AIM OF THE EXERCISE — Count how many lines of the data below contain the string "rough", matching case exactly. Reply with that number only.

++++++

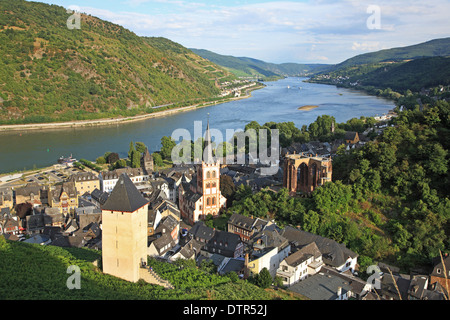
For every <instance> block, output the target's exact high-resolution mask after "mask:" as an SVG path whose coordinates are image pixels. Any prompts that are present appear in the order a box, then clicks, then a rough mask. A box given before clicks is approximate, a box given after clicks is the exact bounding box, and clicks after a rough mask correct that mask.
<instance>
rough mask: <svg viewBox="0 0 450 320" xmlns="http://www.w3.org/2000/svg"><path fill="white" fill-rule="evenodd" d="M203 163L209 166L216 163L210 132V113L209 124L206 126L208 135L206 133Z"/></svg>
mask: <svg viewBox="0 0 450 320" xmlns="http://www.w3.org/2000/svg"><path fill="white" fill-rule="evenodd" d="M203 161H204V162H205V163H208V164H212V163H214V157H213V152H212V142H211V132H210V131H209V113H208V124H207V126H206V133H205V150H204V151H203Z"/></svg>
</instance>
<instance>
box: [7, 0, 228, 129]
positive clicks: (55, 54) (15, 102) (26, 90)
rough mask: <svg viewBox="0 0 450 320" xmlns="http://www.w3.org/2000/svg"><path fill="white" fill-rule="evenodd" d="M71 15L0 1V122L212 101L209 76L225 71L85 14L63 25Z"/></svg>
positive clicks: (92, 114) (63, 117)
mask: <svg viewBox="0 0 450 320" xmlns="http://www.w3.org/2000/svg"><path fill="white" fill-rule="evenodd" d="M69 17H70V14H68V13H67V12H66V9H65V8H63V7H60V6H56V5H47V4H42V3H37V2H26V1H23V0H17V1H8V0H0V52H1V55H0V124H5V123H28V122H50V121H67V120H82V119H93V118H103V117H111V116H119V115H124V116H130V115H136V114H140V113H144V112H152V111H154V109H152V107H154V106H160V105H166V104H171V103H183V102H188V101H191V102H192V101H198V100H199V99H205V98H206V99H210V98H213V97H215V96H217V95H218V93H219V89H218V88H217V85H216V81H215V80H216V79H218V78H219V79H220V78H221V77H225V76H230V75H231V74H230V73H228V72H227V71H225V70H223V69H221V68H220V67H218V66H215V65H213V64H212V63H211V62H209V61H207V60H205V59H203V58H201V57H199V56H197V55H195V54H194V53H192V52H191V51H190V50H187V49H186V48H183V47H182V46H180V45H178V44H175V43H173V42H171V41H170V40H167V39H163V38H142V37H139V36H137V35H136V34H134V33H133V32H131V31H129V30H127V29H125V28H123V27H121V26H119V25H116V24H113V23H110V22H107V21H103V20H100V19H98V18H96V17H93V16H90V15H85V14H81V23H80V29H69V28H68V27H67V20H68V18H69ZM211 65H213V67H211ZM218 71H219V72H218Z"/></svg>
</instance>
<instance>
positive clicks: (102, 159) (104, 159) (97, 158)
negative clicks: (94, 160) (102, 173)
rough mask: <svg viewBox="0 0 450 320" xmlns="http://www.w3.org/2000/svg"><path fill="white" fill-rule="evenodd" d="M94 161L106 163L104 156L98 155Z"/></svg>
mask: <svg viewBox="0 0 450 320" xmlns="http://www.w3.org/2000/svg"><path fill="white" fill-rule="evenodd" d="M95 162H96V163H97V164H105V163H106V160H105V158H104V157H98V158H97V159H96V160H95Z"/></svg>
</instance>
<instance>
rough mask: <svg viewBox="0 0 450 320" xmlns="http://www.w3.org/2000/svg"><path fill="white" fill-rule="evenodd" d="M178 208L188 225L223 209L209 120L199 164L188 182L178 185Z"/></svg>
mask: <svg viewBox="0 0 450 320" xmlns="http://www.w3.org/2000/svg"><path fill="white" fill-rule="evenodd" d="M178 190H179V194H178V199H179V200H178V206H179V208H180V213H181V216H182V217H183V218H184V219H185V221H187V222H188V223H190V224H194V223H195V222H197V221H199V220H204V219H205V218H206V217H207V216H208V215H212V216H213V217H216V216H218V215H219V213H220V211H221V210H222V209H223V208H225V205H226V202H227V199H226V198H225V197H224V196H223V195H222V193H221V192H220V161H219V160H218V159H214V157H213V150H212V144H211V133H210V130H209V120H208V125H207V127H206V133H205V150H204V152H203V159H202V162H201V164H198V165H197V167H196V173H195V174H194V175H193V178H192V180H191V181H190V182H183V183H181V184H180V187H179V189H178Z"/></svg>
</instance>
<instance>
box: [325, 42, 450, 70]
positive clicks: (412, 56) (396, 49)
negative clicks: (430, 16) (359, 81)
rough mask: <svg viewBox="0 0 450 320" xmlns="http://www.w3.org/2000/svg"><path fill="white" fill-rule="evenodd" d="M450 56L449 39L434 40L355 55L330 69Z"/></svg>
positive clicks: (449, 45)
mask: <svg viewBox="0 0 450 320" xmlns="http://www.w3.org/2000/svg"><path fill="white" fill-rule="evenodd" d="M449 55H450V38H443V39H434V40H430V41H427V42H423V43H418V44H415V45H412V46H406V47H398V48H391V49H384V50H379V51H375V52H369V53H364V54H360V55H357V56H355V57H352V58H350V59H347V60H345V61H343V62H341V63H339V64H337V65H335V66H333V67H332V71H335V70H339V69H343V68H347V67H350V66H358V65H363V64H374V63H380V62H393V61H397V62H398V61H404V60H413V59H419V58H424V57H442V56H444V57H445V56H449Z"/></svg>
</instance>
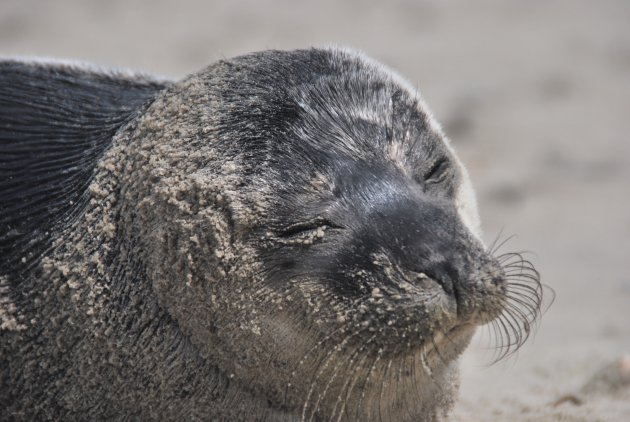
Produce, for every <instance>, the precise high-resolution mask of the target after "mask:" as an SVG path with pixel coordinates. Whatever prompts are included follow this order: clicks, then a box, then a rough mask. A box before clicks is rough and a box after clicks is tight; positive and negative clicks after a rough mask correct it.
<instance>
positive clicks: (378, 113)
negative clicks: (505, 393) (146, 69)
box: [0, 48, 542, 421]
mask: <svg viewBox="0 0 630 422" xmlns="http://www.w3.org/2000/svg"><path fill="white" fill-rule="evenodd" d="M0 197H1V198H2V202H1V205H0V248H1V249H0V318H1V319H2V321H1V322H0V323H1V327H2V329H1V331H0V335H1V343H0V359H1V362H0V371H1V372H0V373H1V374H2V375H1V379H0V383H1V385H0V409H1V410H0V412H1V413H2V415H1V416H2V419H15V420H20V419H23V420H33V419H38V420H40V419H59V420H86V419H87V420H99V419H105V418H107V419H110V418H111V419H123V420H127V419H160V420H279V421H280V420H286V421H295V420H304V421H306V420H316V421H320V420H321V421H323V420H366V421H367V420H392V421H404V420H409V421H418V420H420V421H431V420H437V419H439V418H441V417H443V416H444V415H446V414H447V412H448V410H449V408H450V407H451V406H452V403H453V401H454V397H455V395H456V391H457V357H458V356H459V355H460V353H461V352H462V351H463V350H464V349H465V347H466V346H467V344H468V342H469V340H470V338H471V336H472V335H473V333H474V331H475V327H477V326H479V325H483V324H487V323H490V322H492V324H493V326H494V328H495V331H496V332H497V334H498V336H497V337H498V339H499V341H500V344H499V346H502V348H501V349H499V350H500V352H502V353H504V354H505V353H509V352H510V351H513V350H514V349H515V348H516V347H518V346H520V345H521V344H522V343H523V341H525V339H526V338H527V336H528V334H529V331H530V330H529V327H530V325H531V324H532V323H533V322H534V320H535V319H536V318H537V316H538V313H539V312H538V310H539V308H540V301H541V297H542V290H541V287H540V282H539V278H538V274H537V272H536V271H535V269H534V268H533V267H532V266H531V265H530V264H529V263H528V262H527V261H525V260H523V259H522V258H521V257H520V256H519V255H518V254H504V255H499V256H496V253H495V251H494V250H493V249H488V248H486V247H485V246H484V245H483V244H482V242H481V240H480V228H479V218H478V215H477V209H476V204H475V197H474V193H473V190H472V188H471V185H470V181H469V178H468V176H467V174H466V171H465V169H464V167H463V166H462V164H461V163H460V161H459V160H458V158H457V156H456V155H455V153H454V151H453V149H452V147H451V146H450V144H449V142H448V141H447V139H446V138H445V136H444V134H443V133H442V131H441V130H440V128H439V126H438V125H437V123H436V122H435V120H434V119H433V118H432V116H431V114H430V113H429V111H428V109H427V108H426V106H425V104H424V103H423V101H422V100H421V98H420V96H419V94H418V92H417V91H416V90H415V89H413V88H412V87H411V86H410V85H409V84H408V83H406V82H405V81H404V80H403V79H402V78H400V77H399V76H397V75H396V74H395V73H393V72H392V71H390V70H388V69H386V68H385V67H384V66H382V65H380V64H378V63H376V62H375V61H373V60H371V59H369V58H367V57H365V56H363V55H361V54H358V53H355V52H352V51H349V50H343V49H336V48H329V49H310V50H298V51H263V52H259V53H254V54H249V55H245V56H241V57H237V58H234V59H230V60H222V61H219V62H217V63H215V64H213V65H211V66H209V67H208V68H206V69H204V70H202V71H201V72H199V73H197V74H194V75H192V76H190V77H187V78H185V79H184V80H182V81H180V82H171V81H163V80H155V79H152V78H150V77H147V76H142V75H136V74H132V73H128V72H127V73H125V72H103V71H99V70H98V69H94V68H85V67H80V66H75V65H69V64H64V63H37V62H24V61H15V60H5V61H2V62H0Z"/></svg>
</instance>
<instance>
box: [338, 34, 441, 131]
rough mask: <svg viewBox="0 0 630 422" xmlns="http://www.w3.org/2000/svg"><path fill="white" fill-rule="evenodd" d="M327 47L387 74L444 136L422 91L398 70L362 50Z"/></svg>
mask: <svg viewBox="0 0 630 422" xmlns="http://www.w3.org/2000/svg"><path fill="white" fill-rule="evenodd" d="M327 49H328V50H329V51H331V52H333V53H337V54H338V55H339V56H340V58H354V59H356V60H359V61H361V62H362V63H364V64H365V66H366V67H367V68H369V69H371V70H372V71H373V72H374V73H375V74H380V75H386V76H387V77H388V78H389V79H390V80H391V81H392V82H393V83H394V84H396V85H398V86H399V87H400V88H402V89H404V90H405V91H407V93H408V94H409V96H410V97H411V98H413V99H414V100H415V101H416V102H417V103H418V109H419V110H420V112H422V114H423V115H424V116H425V118H426V121H427V124H428V126H429V128H430V129H431V130H432V131H433V132H435V133H438V134H439V135H441V136H442V137H444V133H443V131H442V128H441V127H440V125H439V123H438V122H437V120H435V118H434V117H433V114H431V111H430V110H429V107H428V106H427V104H426V103H425V102H424V99H423V98H422V95H421V94H420V91H419V90H418V89H417V88H416V87H414V86H413V85H412V84H411V83H410V82H409V81H408V80H407V79H405V78H403V77H402V76H401V75H400V74H399V73H398V72H396V71H395V70H393V69H391V68H389V67H387V66H385V65H384V64H382V63H380V62H378V61H376V60H375V59H373V58H371V57H370V56H368V55H366V54H365V53H363V52H362V51H357V50H355V49H352V48H349V47H340V46H330V47H328V48H327Z"/></svg>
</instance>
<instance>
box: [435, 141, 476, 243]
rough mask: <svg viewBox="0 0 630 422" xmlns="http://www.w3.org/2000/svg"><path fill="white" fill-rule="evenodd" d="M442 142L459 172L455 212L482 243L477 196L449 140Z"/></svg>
mask: <svg viewBox="0 0 630 422" xmlns="http://www.w3.org/2000/svg"><path fill="white" fill-rule="evenodd" d="M444 144H445V145H446V147H447V148H448V150H449V152H450V153H451V155H452V157H453V159H454V162H455V165H456V166H457V167H458V168H459V173H460V179H459V186H458V187H457V192H456V194H455V206H456V207H457V213H458V214H459V218H461V220H462V222H463V223H464V225H465V226H466V227H467V228H468V230H470V232H471V233H472V234H473V235H474V236H475V237H476V238H477V240H478V241H479V242H481V244H483V240H482V239H481V220H480V218H479V210H478V209H477V196H476V195H475V190H474V189H473V186H472V182H471V180H470V176H469V175H468V171H467V170H466V167H464V164H463V163H462V162H461V160H460V159H459V157H457V154H455V150H454V149H453V147H452V146H451V145H450V142H448V139H446V138H444Z"/></svg>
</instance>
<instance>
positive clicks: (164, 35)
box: [0, 0, 630, 421]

++++++

EXPECTED OUTPUT — 9